Zeynep, Hz. Peygamberin kızlarının en büyüğü idi. Çoğunluğun görüşü budur. Bazılarına göre de Rûkıyye, kızlarının en büyüğü idi. Ebû İshak'a göre, Zeyneb Hz. Peygamber otuz yaşında iken dünyaya gelmiştir ve İslâmiyet devrine ulaşmış olup Medine'ye hicret de etmiştir. Zeyneb, kocası ve teyzeoğlu Eb'ul-Âs Lâkit'in yanında Hicretin sekizinci senesinde vefat etmiştir. Ali isimli bir çocuğu dünyaya gelmiş, fakat bu çocuk küçükken vefat etmiştir. Hilim sahibi bir hanımdı. Mekke fethedildiği zaman Hz. Peygamberin bindiği devenin arkasında idi. Bir çocuğu da Ümame isimli kızı idi. Hz. Peygamber'in sabah namazını kılarken onu omuzuna aldığı bahsedilen çocuk budur. Rükûa gidince onu yere kor, başını secdeden kaldırdığı zaman ise yine omuzuna alırdı. Hz. Fatma'nın vefatından sonra Hz. Ali onunla evlenmişti.

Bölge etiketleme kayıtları
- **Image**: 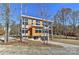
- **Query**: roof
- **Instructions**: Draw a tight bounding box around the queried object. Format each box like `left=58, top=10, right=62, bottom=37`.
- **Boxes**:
left=21, top=15, right=53, bottom=22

● **Görevler**:
[1] Hz. Zeyneb hakkındaki metne göre Zeyneb, Hicretin kaçıncı senesinde vefat etmiştir?
[2] Hz. Zeyneb hakkındaki metinde "Zeynep, Hz. Peygamberin" ifadesinden "Ali onunla evlenmişti." ifadesine kadar olan kısmı aynen yazıya geçirin.
Bu kayıtlara ihtiyaç yoktur.

● **Problem çözümleri**:
[1] Zeyneb, Hicretin sekizinci senesinde vefat etmiştir.

[2]
Zeynep, Hz. Peygamberin kızlarının en büyüğü idi. Çoğunluğun görüşü budur. Bazılarına göre de Rûkıyye, kızlarının en büyüğü idi. Ebû İshak'a göre, Zeyneb Hz. Peygamber otuz yaşında iken dünyaya gelmiştir ve İslâmiyet devrine ulaşmış olup Medine'ye hicret de etmiştir. Zeyneb, kocası ve teyzeoğlu Eb'ul-Âs Lâkit'in yanında Hicretin sekizinci senesinde vefat etmiştir. Ali isimli bir çocuğu dünyaya gelmiş, fakat bu çocuk küçükken vefat etmiştir. Hilim sahibi bir hanımdı. Mekke fethedildiği zaman Hz. Peygamberin bindiği devenin arkasında idi. Bir çocuğu da Ümame isimli kızı idi. Hz. Peygamber'in sabah namazını kılarken onu omuzuna aldığı bahsedilen çocuk budur. Rükûa gidince onu yere kor, başını secdeden kaldırdığı zaman ise yine omuzuna alırdı. Hz. Fatma'nın vefatından sonra Hz. Ali onunla evlenmişti.